### DATASET ###

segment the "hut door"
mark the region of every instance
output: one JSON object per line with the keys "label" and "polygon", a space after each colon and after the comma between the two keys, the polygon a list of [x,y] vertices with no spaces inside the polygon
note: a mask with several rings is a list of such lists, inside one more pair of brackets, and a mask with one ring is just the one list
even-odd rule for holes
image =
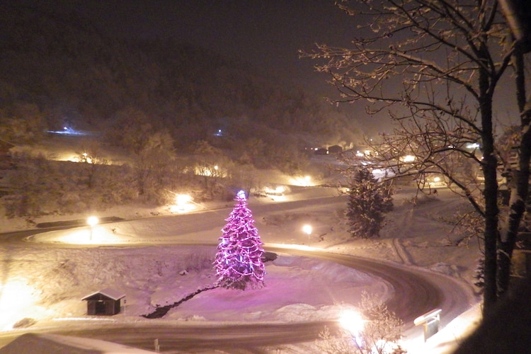
{"label": "hut door", "polygon": [[107,314],[105,302],[98,300],[96,302],[96,314]]}

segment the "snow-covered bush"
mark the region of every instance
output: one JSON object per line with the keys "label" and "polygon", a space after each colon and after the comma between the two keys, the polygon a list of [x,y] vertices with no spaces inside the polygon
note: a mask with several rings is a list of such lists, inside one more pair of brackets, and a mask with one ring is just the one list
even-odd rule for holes
{"label": "snow-covered bush", "polygon": [[349,184],[345,213],[348,232],[353,236],[364,239],[377,236],[384,222],[384,214],[393,208],[388,185],[378,182],[366,168],[355,170]]}

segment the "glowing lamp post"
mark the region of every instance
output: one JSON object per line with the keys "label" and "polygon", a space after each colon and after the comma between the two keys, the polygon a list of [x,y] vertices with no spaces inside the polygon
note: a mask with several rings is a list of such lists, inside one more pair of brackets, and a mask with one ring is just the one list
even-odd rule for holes
{"label": "glowing lamp post", "polygon": [[363,344],[361,333],[363,331],[364,320],[359,312],[355,311],[345,311],[339,317],[339,324],[341,327],[347,331],[358,346],[358,348],[361,350]]}
{"label": "glowing lamp post", "polygon": [[309,246],[309,235],[312,234],[312,226],[311,225],[303,226],[302,231],[308,234],[308,246]]}
{"label": "glowing lamp post", "polygon": [[92,241],[92,230],[94,229],[94,227],[98,224],[99,221],[100,220],[98,220],[96,217],[88,217],[88,218],[86,219],[86,223],[88,224],[88,226],[91,227],[90,241]]}

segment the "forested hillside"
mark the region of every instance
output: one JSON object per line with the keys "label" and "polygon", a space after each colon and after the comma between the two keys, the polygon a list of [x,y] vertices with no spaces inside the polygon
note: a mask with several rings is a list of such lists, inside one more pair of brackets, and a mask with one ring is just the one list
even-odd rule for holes
{"label": "forested hillside", "polygon": [[125,126],[167,132],[176,147],[218,129],[285,149],[353,139],[351,118],[237,59],[169,39],[125,42],[74,15],[15,5],[1,6],[0,21],[0,138],[28,142],[67,124],[125,145],[116,139]]}
{"label": "forested hillside", "polygon": [[[257,169],[304,173],[304,147],[357,133],[322,98],[238,58],[167,38],[120,39],[67,8],[15,4],[0,4],[0,140],[58,144],[47,132],[63,127],[91,134],[71,138],[82,163],[13,154],[0,177],[8,217],[164,205],[181,192],[231,200],[232,189],[261,185]],[[112,149],[125,158],[115,163]]]}

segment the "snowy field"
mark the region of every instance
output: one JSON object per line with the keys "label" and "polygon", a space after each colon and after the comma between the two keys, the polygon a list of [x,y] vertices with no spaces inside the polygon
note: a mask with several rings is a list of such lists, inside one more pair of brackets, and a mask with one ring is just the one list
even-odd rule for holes
{"label": "snowy field", "polygon": [[[293,188],[285,199],[334,195],[337,191],[333,188]],[[307,207],[289,212],[282,211],[279,203],[278,212],[253,212],[255,226],[266,246],[323,249],[421,267],[471,283],[479,256],[477,241],[464,241],[462,235],[452,232],[452,224],[455,213],[466,204],[442,189],[436,195],[420,198],[416,205],[410,202],[414,196],[412,189],[398,191],[394,196],[395,210],[388,215],[387,224],[376,240],[353,239],[348,236],[343,224],[344,205],[341,203],[326,210],[308,203]],[[253,206],[275,202],[270,198],[251,198],[249,207],[253,210]],[[216,210],[208,217],[214,215],[222,223],[232,204],[199,207]],[[173,234],[182,227],[178,217],[141,219],[169,214],[169,207],[117,208],[98,216],[130,220],[98,224],[91,231],[84,226],[45,232],[25,242],[0,244],[0,329],[12,335],[45,327],[58,320],[76,321],[77,324],[88,321],[93,316],[86,316],[86,304],[81,299],[107,287],[125,294],[126,303],[120,314],[102,321],[153,321],[141,315],[212,285],[215,281],[212,262],[221,236],[219,228],[190,232],[176,240]],[[68,219],[86,216],[73,215]],[[35,221],[55,219],[57,218],[48,217]],[[305,224],[313,226],[312,234],[302,231]],[[0,231],[25,227],[23,220],[2,220]],[[172,241],[188,245],[169,244]],[[371,275],[309,258],[279,254],[276,260],[266,263],[266,287],[244,292],[207,290],[171,309],[164,320],[337,319],[342,309],[355,307],[362,290],[383,299],[393,291],[384,281]],[[448,325],[450,334],[445,336],[443,330],[430,339],[426,345],[438,348],[424,353],[450,353],[455,346],[456,336],[476,319],[478,309],[467,314],[466,319],[457,319]],[[0,341],[0,347],[6,344]],[[110,349],[108,352],[119,353]]]}

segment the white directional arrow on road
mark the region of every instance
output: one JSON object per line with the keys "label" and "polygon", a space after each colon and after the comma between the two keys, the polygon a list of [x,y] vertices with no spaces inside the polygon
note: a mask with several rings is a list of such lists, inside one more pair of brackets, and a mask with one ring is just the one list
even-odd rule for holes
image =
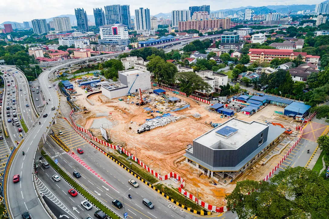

###

» **OBJECTIVE**:
Copy the entries verbatim, starting with the line containing "segment the white directional arrow on road" and continuing through the end of the entries, and leave out the pictures.

» **SOLUTION FOR THIS PROBLEM**:
segment the white directional arrow on road
mark the region of every instance
output: one JSON object per line with the keys "label" and "polygon", a space after each colon and after the comma between the two keys, the polygon a list of [x,y] vertices with no spaces inside the polygon
note: a mask with several rings is a list of such lists, inside one more pair of brackets, and a mask with one ring is just the one list
even-odd rule for holes
image =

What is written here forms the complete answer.